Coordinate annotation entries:
==========

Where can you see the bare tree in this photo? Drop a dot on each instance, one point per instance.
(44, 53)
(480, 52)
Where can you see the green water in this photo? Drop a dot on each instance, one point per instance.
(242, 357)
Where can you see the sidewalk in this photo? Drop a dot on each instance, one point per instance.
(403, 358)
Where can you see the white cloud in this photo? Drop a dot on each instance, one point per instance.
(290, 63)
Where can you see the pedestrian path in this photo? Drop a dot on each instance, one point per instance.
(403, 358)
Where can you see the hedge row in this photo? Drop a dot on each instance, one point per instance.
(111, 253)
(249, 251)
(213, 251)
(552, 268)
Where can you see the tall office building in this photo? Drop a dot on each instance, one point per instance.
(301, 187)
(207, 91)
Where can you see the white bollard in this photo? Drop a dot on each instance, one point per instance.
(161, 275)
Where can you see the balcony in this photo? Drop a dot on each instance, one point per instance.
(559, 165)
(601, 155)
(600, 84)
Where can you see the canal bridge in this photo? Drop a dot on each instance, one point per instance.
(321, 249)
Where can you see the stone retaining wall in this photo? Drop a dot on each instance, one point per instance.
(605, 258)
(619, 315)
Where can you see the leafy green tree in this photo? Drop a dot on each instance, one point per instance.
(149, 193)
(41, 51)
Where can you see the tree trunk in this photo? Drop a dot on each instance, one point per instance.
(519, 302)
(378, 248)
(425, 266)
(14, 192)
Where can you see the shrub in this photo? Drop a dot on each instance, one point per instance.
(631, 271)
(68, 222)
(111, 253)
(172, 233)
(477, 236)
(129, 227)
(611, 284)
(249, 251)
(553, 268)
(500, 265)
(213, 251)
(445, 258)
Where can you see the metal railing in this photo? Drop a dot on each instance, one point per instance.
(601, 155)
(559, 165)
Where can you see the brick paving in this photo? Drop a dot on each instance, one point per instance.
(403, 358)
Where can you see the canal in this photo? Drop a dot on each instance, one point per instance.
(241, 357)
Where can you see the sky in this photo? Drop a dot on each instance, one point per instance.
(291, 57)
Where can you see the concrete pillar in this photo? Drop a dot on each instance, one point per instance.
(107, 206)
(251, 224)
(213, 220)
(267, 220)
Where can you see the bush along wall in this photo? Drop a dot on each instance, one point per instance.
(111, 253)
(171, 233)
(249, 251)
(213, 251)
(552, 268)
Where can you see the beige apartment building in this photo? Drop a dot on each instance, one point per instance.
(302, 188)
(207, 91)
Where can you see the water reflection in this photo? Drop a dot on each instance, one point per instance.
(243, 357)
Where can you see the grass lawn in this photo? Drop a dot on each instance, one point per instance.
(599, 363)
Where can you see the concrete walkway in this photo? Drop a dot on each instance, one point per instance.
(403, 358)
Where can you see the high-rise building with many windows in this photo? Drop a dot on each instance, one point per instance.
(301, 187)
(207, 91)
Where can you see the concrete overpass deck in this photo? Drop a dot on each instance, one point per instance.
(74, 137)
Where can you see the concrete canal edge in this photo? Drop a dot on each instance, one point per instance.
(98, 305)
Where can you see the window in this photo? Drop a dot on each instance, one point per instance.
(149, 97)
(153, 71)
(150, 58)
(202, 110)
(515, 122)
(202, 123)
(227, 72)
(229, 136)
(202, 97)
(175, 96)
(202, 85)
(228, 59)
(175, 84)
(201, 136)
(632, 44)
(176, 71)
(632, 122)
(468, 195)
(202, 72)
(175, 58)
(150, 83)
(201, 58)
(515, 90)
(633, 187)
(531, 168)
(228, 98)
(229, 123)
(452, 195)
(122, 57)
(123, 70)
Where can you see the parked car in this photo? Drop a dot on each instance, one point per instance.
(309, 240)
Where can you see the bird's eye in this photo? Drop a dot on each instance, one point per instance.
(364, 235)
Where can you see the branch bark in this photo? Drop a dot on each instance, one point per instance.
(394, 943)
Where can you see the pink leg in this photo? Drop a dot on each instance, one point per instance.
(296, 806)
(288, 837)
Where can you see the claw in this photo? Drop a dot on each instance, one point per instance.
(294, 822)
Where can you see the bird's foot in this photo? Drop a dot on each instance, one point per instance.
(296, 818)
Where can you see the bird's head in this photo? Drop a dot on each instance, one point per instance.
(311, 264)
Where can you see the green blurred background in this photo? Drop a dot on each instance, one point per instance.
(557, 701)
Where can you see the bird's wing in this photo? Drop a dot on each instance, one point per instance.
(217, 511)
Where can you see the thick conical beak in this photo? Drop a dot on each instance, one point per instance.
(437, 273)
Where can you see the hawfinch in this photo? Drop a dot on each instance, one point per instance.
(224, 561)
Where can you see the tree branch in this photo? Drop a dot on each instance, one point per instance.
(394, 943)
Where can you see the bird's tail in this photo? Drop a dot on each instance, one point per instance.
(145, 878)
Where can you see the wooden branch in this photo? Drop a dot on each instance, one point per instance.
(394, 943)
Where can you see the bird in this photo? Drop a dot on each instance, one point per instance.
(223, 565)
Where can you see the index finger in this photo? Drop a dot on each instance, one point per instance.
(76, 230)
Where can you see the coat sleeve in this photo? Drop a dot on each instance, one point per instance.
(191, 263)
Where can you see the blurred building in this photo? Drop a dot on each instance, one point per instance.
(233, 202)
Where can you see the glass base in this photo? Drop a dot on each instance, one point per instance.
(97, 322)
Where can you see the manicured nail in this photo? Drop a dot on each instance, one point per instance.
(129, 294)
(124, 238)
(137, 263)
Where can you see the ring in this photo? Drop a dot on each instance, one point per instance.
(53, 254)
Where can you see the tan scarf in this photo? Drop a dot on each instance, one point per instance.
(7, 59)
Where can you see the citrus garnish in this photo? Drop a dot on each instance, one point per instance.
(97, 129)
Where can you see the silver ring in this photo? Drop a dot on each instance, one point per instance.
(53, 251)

==========

Quote verbatim every line above, from the one containing "Where can you see the tan" through the last line.

SOLUTION FOR THIS PROBLEM:
Where can you see the tan scarf in this photo? Drop a dot on each instance, one point per instance.
(7, 59)
Where can you see the citrus garnish in this photo? Drop a dot on each instance, one point per instance.
(97, 129)
Where can you see the silver ring in this photo? Drop a dot on each instance, one point per instance.
(53, 251)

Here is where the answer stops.